§ **Passage**:
We’re going to ask a lot of questions in this piece. Questions that deserve answers. But mainly:
-Who knew what, if anything, about McMahon’s alleged behavior in regards to the lawsuit, or behavior not conducive to WWE’s Code of Conduct?
-Should WWE be held liable for negligence, even on a small level? (in the court of public opinion, as the courts will decide the legal part of that)
– The most important reason why we need answers is simple: The victim in all of this: Janel Grant, and justice for her trauma at the alleged hands of a monster.
My personal opinion before getting into the details: It’s hard for me to fathom that given McMahon’s reputation, including NDAs that go all the way back to 2006, that no current or former WWE executives had an inkling of an idea of what was going on during the years relating to this hellacious lawsuit.
Ann Callis, attorney for Janel Grant, is a former federal judge. It’s hard-pressed for me to believe that the lawsuit complaint is fabricated in any manner. The victim risked breaking an NDA to bring forth this lawsuit of sex trafficking, battery, and rape. While this alone isn’t proof of guilt, and more information needs to come out in discovery, I trust the complaint to be somewhat factual on the forefront (in my opinion).
This isn’t an accusation. However, it is a logical observation based on common sense.
Logically, it’s a hell of a gamble to do this if the complaint is full of lies. Since most are treating the complaint with a levels of likely truth regarding McMahon and Laurinaitis, we must also treat other findings in the complaint with the same level of gravitas.

§ **Exercise input**:
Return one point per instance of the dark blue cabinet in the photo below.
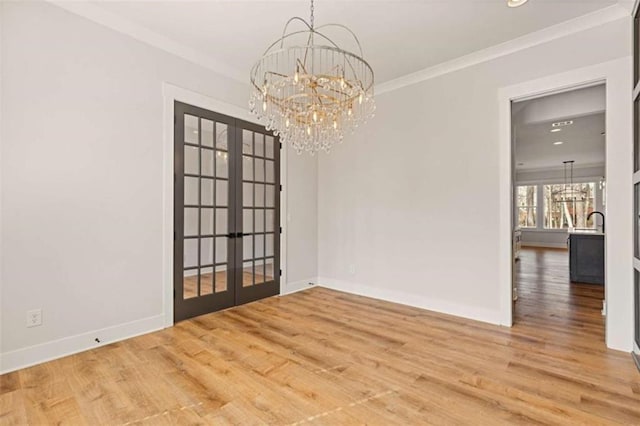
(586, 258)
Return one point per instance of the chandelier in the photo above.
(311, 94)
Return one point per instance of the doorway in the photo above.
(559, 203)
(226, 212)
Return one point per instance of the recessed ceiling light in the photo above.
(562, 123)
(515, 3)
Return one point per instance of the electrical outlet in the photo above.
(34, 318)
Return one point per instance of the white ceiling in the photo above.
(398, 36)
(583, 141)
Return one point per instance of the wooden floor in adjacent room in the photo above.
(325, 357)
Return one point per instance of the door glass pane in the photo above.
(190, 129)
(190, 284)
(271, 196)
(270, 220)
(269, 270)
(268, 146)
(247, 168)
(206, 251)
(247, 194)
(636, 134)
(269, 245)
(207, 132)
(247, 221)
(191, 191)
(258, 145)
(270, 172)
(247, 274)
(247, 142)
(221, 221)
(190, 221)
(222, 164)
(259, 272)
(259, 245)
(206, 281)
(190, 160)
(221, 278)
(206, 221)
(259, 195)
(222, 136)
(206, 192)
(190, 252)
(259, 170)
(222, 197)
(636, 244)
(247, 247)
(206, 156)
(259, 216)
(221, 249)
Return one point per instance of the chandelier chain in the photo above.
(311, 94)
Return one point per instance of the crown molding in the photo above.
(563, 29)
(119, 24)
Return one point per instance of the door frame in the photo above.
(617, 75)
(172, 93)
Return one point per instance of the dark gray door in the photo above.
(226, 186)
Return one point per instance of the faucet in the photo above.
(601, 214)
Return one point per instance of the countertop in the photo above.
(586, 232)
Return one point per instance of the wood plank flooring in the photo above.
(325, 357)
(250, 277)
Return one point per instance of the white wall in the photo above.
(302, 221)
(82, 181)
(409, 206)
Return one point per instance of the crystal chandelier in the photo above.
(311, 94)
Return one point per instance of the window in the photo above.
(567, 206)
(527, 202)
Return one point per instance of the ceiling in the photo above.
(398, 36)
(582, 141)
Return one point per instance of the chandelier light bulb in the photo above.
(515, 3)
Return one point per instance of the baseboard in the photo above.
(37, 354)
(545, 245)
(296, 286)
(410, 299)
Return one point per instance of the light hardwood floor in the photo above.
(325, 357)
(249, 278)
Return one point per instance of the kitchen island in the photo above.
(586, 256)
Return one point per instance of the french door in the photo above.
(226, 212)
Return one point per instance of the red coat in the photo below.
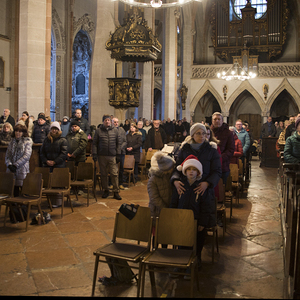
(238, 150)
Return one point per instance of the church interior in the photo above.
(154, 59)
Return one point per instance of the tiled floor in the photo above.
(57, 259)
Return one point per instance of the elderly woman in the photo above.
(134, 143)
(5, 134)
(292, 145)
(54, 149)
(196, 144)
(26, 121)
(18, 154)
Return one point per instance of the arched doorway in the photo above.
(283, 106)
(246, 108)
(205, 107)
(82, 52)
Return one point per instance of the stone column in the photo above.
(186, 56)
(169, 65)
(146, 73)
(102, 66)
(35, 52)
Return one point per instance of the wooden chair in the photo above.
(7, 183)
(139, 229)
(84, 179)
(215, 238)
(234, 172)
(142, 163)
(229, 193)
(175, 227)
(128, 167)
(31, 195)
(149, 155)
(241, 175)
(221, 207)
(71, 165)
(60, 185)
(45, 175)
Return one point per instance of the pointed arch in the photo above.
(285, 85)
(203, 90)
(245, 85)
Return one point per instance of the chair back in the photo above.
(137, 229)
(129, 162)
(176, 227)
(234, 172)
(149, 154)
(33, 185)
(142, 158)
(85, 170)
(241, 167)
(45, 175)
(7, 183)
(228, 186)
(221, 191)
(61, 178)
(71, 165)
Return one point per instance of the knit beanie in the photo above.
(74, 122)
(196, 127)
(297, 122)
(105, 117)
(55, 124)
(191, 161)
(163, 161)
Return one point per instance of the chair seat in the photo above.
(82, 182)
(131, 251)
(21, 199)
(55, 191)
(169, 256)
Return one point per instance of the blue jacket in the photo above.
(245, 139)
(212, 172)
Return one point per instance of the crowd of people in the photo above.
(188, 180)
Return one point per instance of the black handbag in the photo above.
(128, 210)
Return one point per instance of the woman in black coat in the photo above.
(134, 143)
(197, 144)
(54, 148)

§ **To be done**:
A. In the rows, from the line with "Return one point per instance of the arched" through the last row, swap "chair" for "stool" and leave everything else unchanged.
B. Continue the commentary on the WWE lawsuit from its final sentence.
The text and the rows were taken from unrelated sources.

§ **The responses**:
A.
Return one point per instance of the arched doorway in the photo above.
(283, 106)
(246, 108)
(205, 107)
(82, 52)
Return one point per instance of the stone column in the photo above.
(186, 56)
(169, 65)
(146, 73)
(102, 66)
(35, 52)
Return one point per instance of the wooden stool in the photo above.
(7, 183)
(139, 229)
(84, 179)
(215, 238)
(234, 172)
(142, 163)
(229, 193)
(175, 227)
(128, 167)
(31, 195)
(149, 155)
(241, 175)
(221, 207)
(71, 165)
(60, 185)
(45, 175)
Return one point per instance of the pointed arch in the photo above.
(285, 85)
(203, 90)
(245, 85)
Return one point per instance of the stool back in the photo above.
(137, 229)
(129, 162)
(176, 227)
(234, 172)
(149, 154)
(33, 185)
(142, 158)
(85, 170)
(241, 167)
(45, 175)
(7, 183)
(228, 186)
(221, 191)
(61, 178)
(71, 165)
Return one point per instance of the knit beanie in the photo above.
(74, 122)
(196, 127)
(297, 122)
(105, 117)
(55, 124)
(191, 161)
(163, 161)
Return one point per instance of the stool seat in the photo above.
(82, 182)
(131, 251)
(21, 199)
(55, 191)
(169, 256)
Return one point per instance of the blue jacket in the photo above.
(245, 139)
(212, 172)
Return one point per instance of the crowd of people in the photo above.
(188, 180)
Return one point per instance of the black handbag in the photo above.
(128, 210)
Return one point per instance of the woman in black coat in the photo above.
(134, 143)
(197, 144)
(54, 148)

B.
Knowledge on the part of WWE is further illustrated by the fact that Ms. Grant’s presence became more visible over time, including during Executive Committee meetings, which were attended by individuals who had either direct knowledge of McMahon’s sexual exploitation of Ms. Grant or were otherwise suspicious. – Line 247 of the lawsuit complaint
This alleged deplorable behavior quite possibly occurred right under the nose of the WWE Board of Directors. These people are responsible for keeping their employees from emotional and physical harm at the workplace in safe environment. This is why Count V of the suit is against WWE for negligence.
Negligence isn’t the only claim, however. WWE is included in many counts, including violation of the Trafficking Victims Protection Act (TVPA), battery, and emotional distress.
So with that, the important questions we must ask ourselves as not only wrestling fans, but empathetic human beings: Who knew what? Who are the Corporate Officers in the complaint? Most importantly; is it logical for this alleged abhorrent behavior to have continued for decades to the complete ignorance of executives of a billion dollar company?
If you are to believe that people who have worked under Vince for a long time allegedly witnessed Janel Grant, an entry-level paralegal, at executive board meetings and thought to themselves “Well, I guess Vince is gonna Vince!” *insert Disney Goofy laugh*, then I’ve got a bridge to sell you.
Again, this isn’t saying that members of the board knew every terrible detail. In fact, there’s a good chance many didn’t have any clue of the extent of debauchery outlined in the complaint. But I have to believe they knew more than what the public knows. That Stephanie McMahon (and later Kevin Dunn) stepped down for a reason.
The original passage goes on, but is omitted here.